== Records to process ==
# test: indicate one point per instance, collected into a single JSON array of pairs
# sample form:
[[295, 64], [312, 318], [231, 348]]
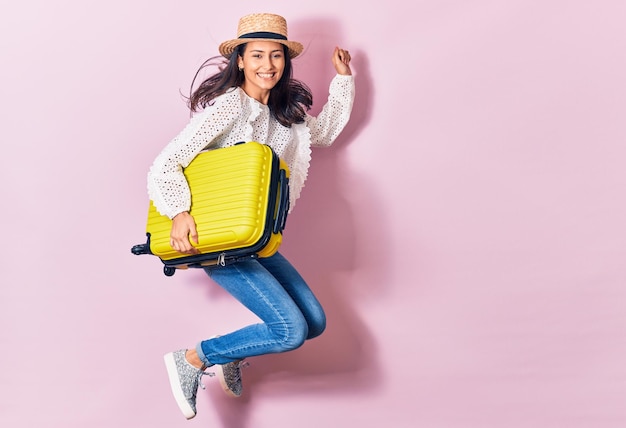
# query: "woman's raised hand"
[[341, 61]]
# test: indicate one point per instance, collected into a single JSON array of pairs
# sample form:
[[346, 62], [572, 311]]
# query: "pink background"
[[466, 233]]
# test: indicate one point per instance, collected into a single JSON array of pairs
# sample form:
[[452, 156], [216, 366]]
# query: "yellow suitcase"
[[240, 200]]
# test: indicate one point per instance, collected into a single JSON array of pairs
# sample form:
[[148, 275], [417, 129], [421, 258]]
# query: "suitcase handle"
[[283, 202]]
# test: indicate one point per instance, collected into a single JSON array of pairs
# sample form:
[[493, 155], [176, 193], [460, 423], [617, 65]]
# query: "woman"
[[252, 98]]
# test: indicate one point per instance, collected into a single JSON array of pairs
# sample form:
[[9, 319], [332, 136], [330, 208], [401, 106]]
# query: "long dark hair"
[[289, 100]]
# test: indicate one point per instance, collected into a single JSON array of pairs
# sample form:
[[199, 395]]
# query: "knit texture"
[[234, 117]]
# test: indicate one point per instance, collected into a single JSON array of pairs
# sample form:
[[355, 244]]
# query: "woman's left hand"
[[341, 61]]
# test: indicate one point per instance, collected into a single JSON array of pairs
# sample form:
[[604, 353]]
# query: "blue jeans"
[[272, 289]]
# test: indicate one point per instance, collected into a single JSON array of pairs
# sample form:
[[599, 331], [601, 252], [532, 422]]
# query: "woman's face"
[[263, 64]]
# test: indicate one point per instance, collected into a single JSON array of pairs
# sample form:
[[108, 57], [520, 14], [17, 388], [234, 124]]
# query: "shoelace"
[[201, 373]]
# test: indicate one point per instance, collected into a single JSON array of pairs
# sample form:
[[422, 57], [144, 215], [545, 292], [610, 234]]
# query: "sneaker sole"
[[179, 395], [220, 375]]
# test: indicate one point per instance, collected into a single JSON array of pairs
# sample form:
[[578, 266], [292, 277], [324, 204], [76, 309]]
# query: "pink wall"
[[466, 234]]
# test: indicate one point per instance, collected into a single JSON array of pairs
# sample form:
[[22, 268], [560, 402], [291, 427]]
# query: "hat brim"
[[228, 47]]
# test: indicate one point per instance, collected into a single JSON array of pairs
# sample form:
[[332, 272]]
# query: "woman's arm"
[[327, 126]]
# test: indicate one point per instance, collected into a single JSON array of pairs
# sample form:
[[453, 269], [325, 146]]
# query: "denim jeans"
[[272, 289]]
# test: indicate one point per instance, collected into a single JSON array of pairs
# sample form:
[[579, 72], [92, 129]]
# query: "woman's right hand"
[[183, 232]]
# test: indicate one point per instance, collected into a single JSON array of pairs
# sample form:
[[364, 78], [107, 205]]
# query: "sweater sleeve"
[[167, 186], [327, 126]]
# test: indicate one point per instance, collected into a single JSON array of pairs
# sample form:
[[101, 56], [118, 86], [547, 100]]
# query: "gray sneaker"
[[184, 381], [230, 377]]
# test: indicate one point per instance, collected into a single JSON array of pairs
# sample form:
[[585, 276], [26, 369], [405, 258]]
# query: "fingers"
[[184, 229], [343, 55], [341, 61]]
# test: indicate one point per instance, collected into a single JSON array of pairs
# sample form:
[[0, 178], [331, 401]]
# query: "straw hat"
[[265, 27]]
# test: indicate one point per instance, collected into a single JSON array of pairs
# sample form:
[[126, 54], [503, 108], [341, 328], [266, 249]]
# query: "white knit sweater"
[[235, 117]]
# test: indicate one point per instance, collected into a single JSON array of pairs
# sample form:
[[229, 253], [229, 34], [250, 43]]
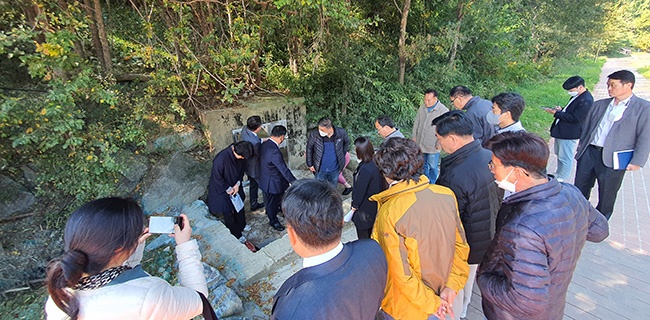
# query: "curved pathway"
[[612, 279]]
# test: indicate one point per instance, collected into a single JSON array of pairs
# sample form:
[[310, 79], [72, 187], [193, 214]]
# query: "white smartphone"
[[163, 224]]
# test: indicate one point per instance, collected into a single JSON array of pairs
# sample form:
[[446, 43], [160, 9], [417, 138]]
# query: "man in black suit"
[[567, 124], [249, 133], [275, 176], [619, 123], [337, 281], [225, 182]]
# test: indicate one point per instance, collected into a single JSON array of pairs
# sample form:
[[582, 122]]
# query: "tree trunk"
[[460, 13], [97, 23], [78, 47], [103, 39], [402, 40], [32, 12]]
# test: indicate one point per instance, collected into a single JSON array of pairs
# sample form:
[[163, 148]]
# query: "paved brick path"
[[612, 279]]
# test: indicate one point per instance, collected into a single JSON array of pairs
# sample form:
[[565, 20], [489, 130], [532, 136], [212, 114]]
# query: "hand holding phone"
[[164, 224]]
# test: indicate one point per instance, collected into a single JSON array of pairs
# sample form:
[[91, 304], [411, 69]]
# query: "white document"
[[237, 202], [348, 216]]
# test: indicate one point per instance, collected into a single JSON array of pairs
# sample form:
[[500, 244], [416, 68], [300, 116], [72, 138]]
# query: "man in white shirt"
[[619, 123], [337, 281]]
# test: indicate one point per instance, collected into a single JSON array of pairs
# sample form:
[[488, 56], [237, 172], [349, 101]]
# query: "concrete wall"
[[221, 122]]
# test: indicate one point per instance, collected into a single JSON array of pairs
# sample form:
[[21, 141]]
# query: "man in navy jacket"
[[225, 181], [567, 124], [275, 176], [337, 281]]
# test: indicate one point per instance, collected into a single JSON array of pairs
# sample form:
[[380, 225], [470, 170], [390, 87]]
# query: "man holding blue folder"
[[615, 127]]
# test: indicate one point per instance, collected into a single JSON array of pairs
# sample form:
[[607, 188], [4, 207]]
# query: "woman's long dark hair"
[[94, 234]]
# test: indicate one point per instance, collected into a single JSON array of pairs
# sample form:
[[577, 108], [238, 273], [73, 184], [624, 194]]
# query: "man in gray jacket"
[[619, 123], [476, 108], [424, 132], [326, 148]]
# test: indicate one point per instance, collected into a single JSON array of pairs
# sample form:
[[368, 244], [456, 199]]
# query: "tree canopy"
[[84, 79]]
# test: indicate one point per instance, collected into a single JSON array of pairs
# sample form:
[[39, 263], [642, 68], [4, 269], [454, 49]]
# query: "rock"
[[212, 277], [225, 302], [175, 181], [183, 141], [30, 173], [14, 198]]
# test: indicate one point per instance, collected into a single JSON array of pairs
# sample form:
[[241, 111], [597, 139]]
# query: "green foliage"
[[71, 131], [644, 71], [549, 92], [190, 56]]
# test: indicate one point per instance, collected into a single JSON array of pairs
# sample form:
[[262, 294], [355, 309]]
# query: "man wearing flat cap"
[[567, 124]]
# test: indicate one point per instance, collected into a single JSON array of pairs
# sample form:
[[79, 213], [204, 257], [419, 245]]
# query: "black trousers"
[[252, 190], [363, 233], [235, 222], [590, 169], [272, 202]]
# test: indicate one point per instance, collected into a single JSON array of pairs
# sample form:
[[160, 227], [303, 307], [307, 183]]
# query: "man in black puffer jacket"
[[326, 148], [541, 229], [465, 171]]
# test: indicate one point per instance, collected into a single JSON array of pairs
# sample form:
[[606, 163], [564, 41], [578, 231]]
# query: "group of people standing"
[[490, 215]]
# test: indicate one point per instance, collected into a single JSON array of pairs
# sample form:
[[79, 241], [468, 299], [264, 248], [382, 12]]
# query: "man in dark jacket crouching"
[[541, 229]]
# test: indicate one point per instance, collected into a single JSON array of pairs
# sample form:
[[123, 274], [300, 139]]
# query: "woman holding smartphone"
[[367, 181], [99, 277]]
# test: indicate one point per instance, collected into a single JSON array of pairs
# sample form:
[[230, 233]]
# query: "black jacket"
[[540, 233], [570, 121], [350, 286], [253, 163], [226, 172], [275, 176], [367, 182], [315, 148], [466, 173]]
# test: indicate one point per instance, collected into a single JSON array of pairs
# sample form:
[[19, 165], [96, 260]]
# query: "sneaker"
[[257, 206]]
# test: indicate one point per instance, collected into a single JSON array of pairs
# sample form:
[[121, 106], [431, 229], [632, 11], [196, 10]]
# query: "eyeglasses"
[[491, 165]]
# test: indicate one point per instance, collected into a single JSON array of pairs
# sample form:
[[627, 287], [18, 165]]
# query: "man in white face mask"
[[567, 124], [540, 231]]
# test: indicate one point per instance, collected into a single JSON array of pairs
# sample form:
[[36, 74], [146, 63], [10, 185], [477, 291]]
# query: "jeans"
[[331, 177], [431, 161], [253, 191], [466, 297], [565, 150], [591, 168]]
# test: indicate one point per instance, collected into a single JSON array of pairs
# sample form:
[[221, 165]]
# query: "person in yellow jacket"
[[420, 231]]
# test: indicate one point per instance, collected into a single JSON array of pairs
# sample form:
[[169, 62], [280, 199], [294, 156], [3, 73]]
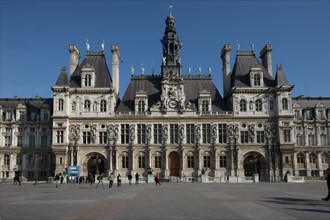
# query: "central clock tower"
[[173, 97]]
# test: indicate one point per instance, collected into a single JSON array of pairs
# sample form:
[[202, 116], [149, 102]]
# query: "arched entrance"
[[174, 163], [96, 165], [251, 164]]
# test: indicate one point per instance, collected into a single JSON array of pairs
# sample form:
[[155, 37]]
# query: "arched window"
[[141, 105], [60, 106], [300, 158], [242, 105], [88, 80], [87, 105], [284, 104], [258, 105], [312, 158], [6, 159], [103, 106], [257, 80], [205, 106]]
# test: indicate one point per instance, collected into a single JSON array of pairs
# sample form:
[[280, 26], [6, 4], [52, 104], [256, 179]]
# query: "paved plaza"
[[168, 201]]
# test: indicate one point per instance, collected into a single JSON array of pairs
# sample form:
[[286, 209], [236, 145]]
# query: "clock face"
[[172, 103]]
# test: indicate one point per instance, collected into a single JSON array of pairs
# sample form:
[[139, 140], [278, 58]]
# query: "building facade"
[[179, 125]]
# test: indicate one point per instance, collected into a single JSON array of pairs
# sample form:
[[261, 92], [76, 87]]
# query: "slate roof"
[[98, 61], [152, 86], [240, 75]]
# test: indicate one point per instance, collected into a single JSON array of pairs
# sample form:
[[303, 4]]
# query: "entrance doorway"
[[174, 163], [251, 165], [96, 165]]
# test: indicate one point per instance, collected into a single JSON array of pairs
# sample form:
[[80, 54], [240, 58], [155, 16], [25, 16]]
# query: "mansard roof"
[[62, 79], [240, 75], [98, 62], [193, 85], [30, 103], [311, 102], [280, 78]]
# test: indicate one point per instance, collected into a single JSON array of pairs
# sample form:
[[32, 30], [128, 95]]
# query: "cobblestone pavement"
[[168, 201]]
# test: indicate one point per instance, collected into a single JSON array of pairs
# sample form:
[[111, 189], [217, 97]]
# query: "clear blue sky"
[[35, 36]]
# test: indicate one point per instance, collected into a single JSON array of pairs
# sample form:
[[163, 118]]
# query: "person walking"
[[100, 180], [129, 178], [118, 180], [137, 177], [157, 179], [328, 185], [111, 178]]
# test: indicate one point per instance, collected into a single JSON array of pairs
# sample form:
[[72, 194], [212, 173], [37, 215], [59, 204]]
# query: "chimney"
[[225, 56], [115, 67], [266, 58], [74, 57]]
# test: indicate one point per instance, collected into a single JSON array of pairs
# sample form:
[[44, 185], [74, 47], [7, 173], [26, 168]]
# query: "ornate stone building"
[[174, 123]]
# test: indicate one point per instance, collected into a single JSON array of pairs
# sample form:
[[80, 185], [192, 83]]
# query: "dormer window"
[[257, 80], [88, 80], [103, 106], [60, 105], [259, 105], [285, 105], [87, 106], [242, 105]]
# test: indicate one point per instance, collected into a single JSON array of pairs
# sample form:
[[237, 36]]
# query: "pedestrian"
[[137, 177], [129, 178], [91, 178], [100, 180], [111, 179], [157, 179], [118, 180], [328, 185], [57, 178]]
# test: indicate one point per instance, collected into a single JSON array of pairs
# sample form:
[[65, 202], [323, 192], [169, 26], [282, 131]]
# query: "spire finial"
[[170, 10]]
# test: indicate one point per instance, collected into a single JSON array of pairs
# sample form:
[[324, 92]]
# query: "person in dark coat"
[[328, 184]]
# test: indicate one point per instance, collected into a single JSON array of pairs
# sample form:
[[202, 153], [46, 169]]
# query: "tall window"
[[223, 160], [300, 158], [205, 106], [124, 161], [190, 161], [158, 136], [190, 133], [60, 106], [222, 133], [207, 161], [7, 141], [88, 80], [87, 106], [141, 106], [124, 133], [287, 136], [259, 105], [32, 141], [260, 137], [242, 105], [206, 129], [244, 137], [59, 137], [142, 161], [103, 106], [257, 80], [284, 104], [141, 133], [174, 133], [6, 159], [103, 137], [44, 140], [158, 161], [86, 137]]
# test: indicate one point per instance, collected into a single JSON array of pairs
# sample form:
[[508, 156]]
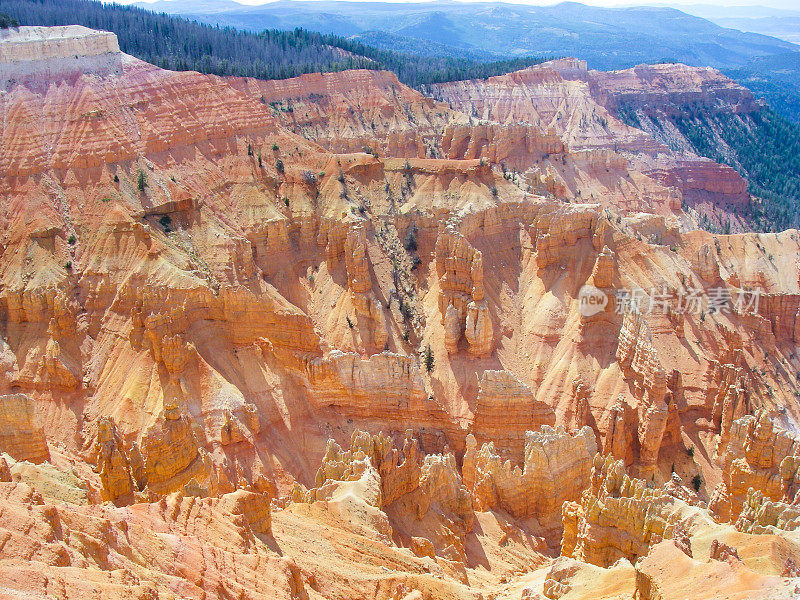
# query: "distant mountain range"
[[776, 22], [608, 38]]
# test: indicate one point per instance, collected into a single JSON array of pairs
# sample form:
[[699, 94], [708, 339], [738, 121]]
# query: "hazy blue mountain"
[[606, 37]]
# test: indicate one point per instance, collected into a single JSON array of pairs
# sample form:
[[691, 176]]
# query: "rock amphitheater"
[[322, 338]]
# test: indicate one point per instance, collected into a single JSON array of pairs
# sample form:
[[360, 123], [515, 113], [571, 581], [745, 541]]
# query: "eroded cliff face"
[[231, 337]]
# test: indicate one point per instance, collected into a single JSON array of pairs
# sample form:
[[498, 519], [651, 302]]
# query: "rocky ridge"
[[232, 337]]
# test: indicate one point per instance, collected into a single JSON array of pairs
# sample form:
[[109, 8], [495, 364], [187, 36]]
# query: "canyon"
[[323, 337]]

== Exercise brief ==
State how many lines of the entries above contain the word "mountain", and give only that number.

== Answer below ==
2